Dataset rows
-- Start --
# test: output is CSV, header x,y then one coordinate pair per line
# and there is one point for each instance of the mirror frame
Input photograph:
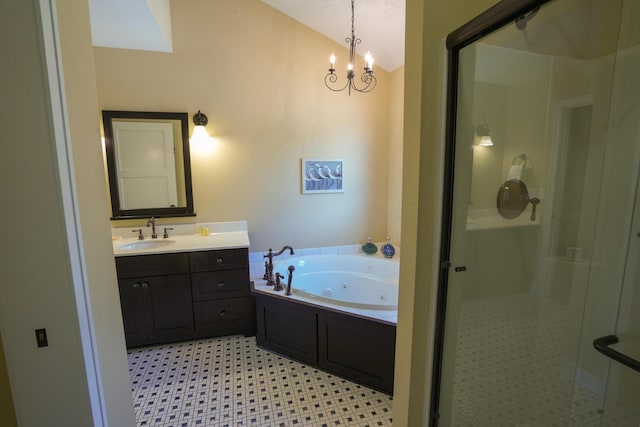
x,y
108,116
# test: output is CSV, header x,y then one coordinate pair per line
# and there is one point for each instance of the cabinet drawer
x,y
224,317
219,260
220,284
152,265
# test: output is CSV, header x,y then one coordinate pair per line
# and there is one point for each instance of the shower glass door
x,y
540,237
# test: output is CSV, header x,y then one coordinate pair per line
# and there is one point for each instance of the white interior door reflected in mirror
x,y
145,164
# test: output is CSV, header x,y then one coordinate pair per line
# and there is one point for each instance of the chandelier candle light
x,y
367,78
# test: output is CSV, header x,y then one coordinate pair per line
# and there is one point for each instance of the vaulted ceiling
x,y
146,24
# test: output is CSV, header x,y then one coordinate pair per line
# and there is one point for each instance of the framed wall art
x,y
322,176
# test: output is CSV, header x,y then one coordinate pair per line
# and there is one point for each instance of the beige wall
x,y
48,385
7,414
396,127
84,127
258,76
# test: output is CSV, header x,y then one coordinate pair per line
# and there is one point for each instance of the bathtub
x,y
342,310
357,281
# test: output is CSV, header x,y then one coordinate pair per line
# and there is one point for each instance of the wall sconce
x,y
485,136
199,131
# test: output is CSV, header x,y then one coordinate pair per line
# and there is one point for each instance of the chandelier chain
x,y
367,78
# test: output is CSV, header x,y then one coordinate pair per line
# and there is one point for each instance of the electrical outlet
x,y
41,337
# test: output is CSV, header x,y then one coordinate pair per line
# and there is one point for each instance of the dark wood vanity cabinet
x,y
222,303
155,296
182,296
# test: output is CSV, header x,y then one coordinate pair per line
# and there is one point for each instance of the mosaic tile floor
x,y
509,369
228,381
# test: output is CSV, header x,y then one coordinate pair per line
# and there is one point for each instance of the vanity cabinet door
x,y
168,306
156,309
133,315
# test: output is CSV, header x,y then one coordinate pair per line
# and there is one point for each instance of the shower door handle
x,y
602,345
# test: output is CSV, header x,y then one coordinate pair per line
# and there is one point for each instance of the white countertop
x,y
222,236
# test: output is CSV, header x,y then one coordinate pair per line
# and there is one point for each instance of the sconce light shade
x,y
200,121
485,136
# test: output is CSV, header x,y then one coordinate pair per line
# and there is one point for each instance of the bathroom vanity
x,y
185,287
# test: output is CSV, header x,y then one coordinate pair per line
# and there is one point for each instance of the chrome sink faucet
x,y
151,222
268,265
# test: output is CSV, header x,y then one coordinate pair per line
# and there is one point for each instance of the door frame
x,y
484,24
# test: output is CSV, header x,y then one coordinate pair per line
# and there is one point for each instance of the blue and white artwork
x,y
322,176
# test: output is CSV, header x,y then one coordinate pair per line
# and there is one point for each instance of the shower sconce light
x,y
199,131
485,136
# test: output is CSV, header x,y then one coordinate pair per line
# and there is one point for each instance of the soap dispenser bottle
x,y
388,250
369,248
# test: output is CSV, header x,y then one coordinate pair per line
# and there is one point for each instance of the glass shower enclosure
x,y
539,290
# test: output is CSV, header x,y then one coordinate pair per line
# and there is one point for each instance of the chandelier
x,y
367,79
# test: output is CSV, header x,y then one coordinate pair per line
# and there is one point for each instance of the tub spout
x,y
289,280
284,249
278,285
268,265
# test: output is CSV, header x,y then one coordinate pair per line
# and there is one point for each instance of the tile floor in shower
x,y
508,369
228,381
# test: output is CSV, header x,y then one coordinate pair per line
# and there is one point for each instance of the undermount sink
x,y
145,244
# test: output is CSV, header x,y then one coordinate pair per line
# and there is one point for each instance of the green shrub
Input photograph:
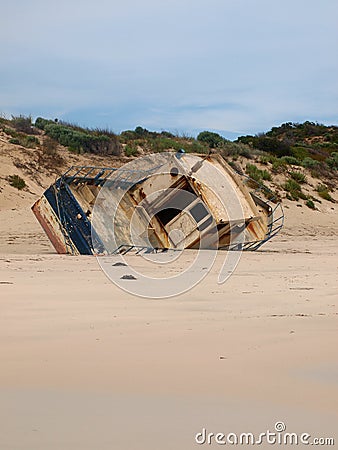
x,y
291,160
332,161
214,140
310,163
278,165
22,123
16,181
80,141
196,147
309,203
257,174
41,123
264,160
24,140
14,141
323,192
294,189
130,150
298,176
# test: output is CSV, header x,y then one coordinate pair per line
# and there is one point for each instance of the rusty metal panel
x,y
51,225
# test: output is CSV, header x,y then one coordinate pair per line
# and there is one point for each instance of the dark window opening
x,y
205,224
166,215
198,212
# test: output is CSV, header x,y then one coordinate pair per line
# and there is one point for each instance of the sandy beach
x,y
85,365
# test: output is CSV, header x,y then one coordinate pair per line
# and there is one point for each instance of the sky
x,y
235,67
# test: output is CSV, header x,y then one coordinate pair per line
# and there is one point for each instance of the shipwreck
x,y
159,202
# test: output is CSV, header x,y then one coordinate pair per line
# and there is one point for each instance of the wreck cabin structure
x,y
184,202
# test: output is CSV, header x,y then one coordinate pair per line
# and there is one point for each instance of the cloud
x,y
238,66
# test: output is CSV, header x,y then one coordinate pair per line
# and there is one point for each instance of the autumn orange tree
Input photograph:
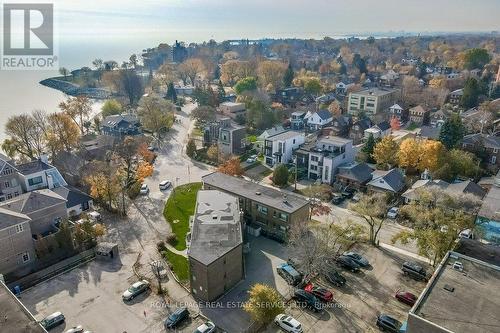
x,y
231,167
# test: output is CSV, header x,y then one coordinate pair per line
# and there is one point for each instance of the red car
x,y
406,297
321,293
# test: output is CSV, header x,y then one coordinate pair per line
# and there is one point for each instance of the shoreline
x,y
72,89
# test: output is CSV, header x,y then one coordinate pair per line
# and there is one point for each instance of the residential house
x,y
438,118
398,112
490,144
24,221
372,101
392,181
354,175
233,110
121,125
379,131
318,120
215,250
419,115
39,174
297,120
488,217
455,96
324,156
266,210
357,131
77,201
279,148
10,184
341,125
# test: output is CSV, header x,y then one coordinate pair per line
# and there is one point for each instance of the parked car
x,y
335,278
176,317
393,212
358,258
305,299
164,185
288,323
135,290
348,263
322,294
75,329
289,273
207,327
53,320
414,271
144,189
388,323
406,297
337,198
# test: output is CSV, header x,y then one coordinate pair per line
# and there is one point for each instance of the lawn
x,y
179,207
179,265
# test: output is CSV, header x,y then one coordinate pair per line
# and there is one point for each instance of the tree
x,y
313,86
264,303
203,114
288,77
372,209
189,69
64,71
191,148
111,107
78,109
280,175
437,217
246,84
156,114
232,167
385,152
171,93
452,132
476,58
368,148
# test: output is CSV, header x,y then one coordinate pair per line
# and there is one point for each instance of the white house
x,y
279,148
319,120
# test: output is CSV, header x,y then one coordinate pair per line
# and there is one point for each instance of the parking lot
x,y
365,295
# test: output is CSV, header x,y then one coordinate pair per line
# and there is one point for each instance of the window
x,y
35,181
26,257
262,209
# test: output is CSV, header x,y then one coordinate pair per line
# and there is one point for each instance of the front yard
x,y
178,209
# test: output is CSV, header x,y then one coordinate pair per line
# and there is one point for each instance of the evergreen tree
x,y
452,132
171,93
288,77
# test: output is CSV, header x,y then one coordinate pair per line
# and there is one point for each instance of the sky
x,y
199,20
-- End --
■ Task goal ■
Leave out the pictures and return every record word for word.

■ Exercise answer ■
# test: output is CSV, header x,y then one coordinate pair per line
# and there is one point for each instance of the mirror frame
Input photograph:
x,y
108,116
# test: output is CSV, header x,y then one coordinate pair per line
# and there is one point for each instance of the cabinet drawer
x,y
224,317
219,260
220,284
152,265
# test: output is CSV, header x,y then one coordinate pair per line
# and there is one point for each instance of the shower glass door
x,y
540,237
# test: output is CSV, header x,y then one coordinate pair per line
# and there is one point for each instance of the white interior door reflected in mirror
x,y
145,164
# test: output is CSV, header x,y then one coordinate pair per line
# and there is one point for each instance of the chandelier candle light
x,y
367,78
# test: output is CSV, header x,y then one coordinate pair per line
# and there is one point for each instance of the vaulted ceiling
x,y
146,24
# test: output is CSV, header x,y then one coordinate pair per line
# and there is one point for each instance of the framed wall art
x,y
322,176
# test: output is CSV, header x,y then one coordinate pair per line
# and there is one point for each instance of the beige wall
x,y
48,385
7,414
396,127
84,127
258,76
# test: output is CSV, header x,y then one coordinate pair per line
# and there is one point for each instance of the bathtub
x,y
342,310
357,281
# test: output is CSV, header x,y then one coordinate pair per line
# and there is one point for each instance of the wall sconce
x,y
485,136
199,131
# test: output is CSV, header x,y then one coordinate pair per line
# and there is one point for each instance of the chandelier chain
x,y
367,78
# test: output is CSV, header x,y then one coordinate pair per line
# and there is one point for each instance of the electrical outlet
x,y
41,337
# test: output is CSV, header x,y then one coordinate pair per line
# and there is one point for each instance of the dark wood vanity cabinet
x,y
222,303
155,296
182,296
# test: output is CSV, header x,y then one coordinate pair per line
# and there is one point for each instance of the mosaic tile floor
x,y
509,369
228,381
# test: output is CSV, header x,y then one coordinate pair per line
# and there is one point for each instance of the vanity cabinet door
x,y
168,306
156,309
133,315
# test: output is CSV, header x,y then one coordinate pair per line
# and there is one point for each instance of the shower door handle
x,y
602,345
# test: output is CSV, header x,y then one coordinate pair per line
# and there is one point for each instance of the white countertop
x,y
222,236
# test: output is CSV, header x,y then one coordinate pair per line
# and there is one point for each instance of the sconce light shade
x,y
200,121
485,136
# test: output is CSV, header x,y then one coordinate pair per line
# and there is one point for each instance of the bathroom vanity
x,y
185,287
# test: output is CSV, header x,y then one coordinate pair per line
# and there is one point for each instance of the chrome sink faucet
x,y
151,222
268,265
# test: output is CSV, header x,y then one coordinate pair per line
# and there is one point for each instance of the door frame
x,y
484,24
# test: output is CSV, header x,y then one coordinate pair per line
# and there is one point for each instance of the blue and white artwork
x,y
322,176
# test: output is CSV, header x,y then one coordinate pair per line
# and there is one point for each instance of the shower sconce light
x,y
199,131
485,136
# test: output is CSV, header x,y then one coordinate pair per line
# and there is one point for each instance of the soap dispenser bottle
x,y
388,250
369,248
# test: output is CSV, header x,y then one coordinate pair per line
# and there is one point for each instance of the glass shower enclosure
x,y
539,290
# test: output is CSV, header x,y then one coordinate pair per line
# and there is one point for each instance of the chandelier
x,y
367,79
# test: output is CSV, header x,y then one coordinate pair per line
# and there is one point for each instance of the tub spout
x,y
289,280
284,249
278,285
268,265
# test: output is CSV, header x,y then one coordinate pair per line
# and there is one point for each instance of the tile floor in shower
x,y
508,369
228,381
# test: output is CSV, header x,y then one coordinate pair per line
# and there is one point for each instance of the undermount sink
x,y
145,244
# test: output is CSV, header x,y then one coordinate pair per line
# and there is one point for each instance of the green shrub
Input photograph:
x,y
291,160
332,161
214,140
310,163
278,165
22,123
16,181
80,141
196,147
309,203
257,174
41,123
264,160
24,140
14,141
323,192
294,189
130,150
298,176
# test: output is CSV, header x,y then one coordinate pair per line
# and there is one point for each instance of the rusty metal panel
x,y
51,225
# test: output is CSV, header x,y then one coordinate pair per line
# and there is one point for each instance of the dark window opening
x,y
205,224
166,215
198,212
# test: output is CSV, header x,y then one coordinate pair per line
# and there is one point for each instance of the sandy beach
x,y
85,365
# test: output is CSV, header x,y then one coordinate pair per line
# and there is one point for each instance of the sky
x,y
235,67
# test: output is CSV, header x,y then one coordinate pair per line
# and there is one point for each instance of the shipwreck
x,y
159,202
# test: output is CSV, header x,y then one coordinate pair per line
# and there is one point for each instance of the wreck cabin structure
x,y
184,202
# test: output is CSV, header x,y then one coordinate pair per line
# and there is one point for each instance of the cloud
x,y
238,66
# test: output is CSV, header x,y then one coordinate pair per line
# and there is one point for each instance of the autumn orange tree
Input photograph:
x,y
231,167
# test: output is CSV, header x,y then one coordinate pair per line
# and there is one point for each instance of the red car
x,y
406,297
321,293
# test: output is CSV, header x,y then one coordinate pair per line
# and there is one point for each instance of the shoreline
x,y
72,89
# test: output is CSV, header x,y then one coordinate pair per line
# and there is one point for each instance of the residential house
x,y
438,118
398,112
490,144
24,221
372,101
392,181
354,175
233,110
121,125
379,131
318,120
215,250
419,115
39,174
297,120
488,217
455,96
324,156
266,210
357,131
77,201
279,148
10,184
341,125
# test: output is CSV, header x,y then one coordinate pair per line
# and there is one point for each instance of the parked car
x,y
335,278
176,317
393,212
358,258
305,299
164,185
288,323
135,290
348,263
322,294
75,329
289,273
207,327
53,320
414,271
144,189
388,323
406,297
337,198
# test: output is CSV, header x,y then one coordinate pair per line
# and there is one point for each instance of the lawn
x,y
179,207
179,265
# test: output is CSV, header x,y then one coordinate pair per line
# and there is one point for each instance of the tree
x,y
313,86
264,303
203,114
288,77
372,209
189,69
64,71
191,148
111,107
78,109
280,175
437,217
246,84
156,114
232,167
385,152
171,93
452,132
476,58
368,148
# test: output is CSV, header x,y then one coordinate pair per line
# and there is one point for each instance of the white house
x,y
279,148
319,120
# test: output is CSV, header x,y then one coordinate pair per line
# and there is one point for each instance of the parking lot
x,y
365,295
# test: output is CSV, header x,y then one coordinate pair per line
# and there is one point for each instance of the window
x,y
35,181
26,257
262,209
# test: output is CSV, header x,y then one coordinate pair per line
# and there is one point for each instance of the front yard
x,y
178,209
# test: output is CSV, header x,y then one coordinate pair per line
# and there is one point for each instance of the evergreen tree
x,y
452,132
171,93
288,77
# test: output is CSV, header x,y then one coordinate pair per line
# and there is one point for each instance of the sky
x,y
199,20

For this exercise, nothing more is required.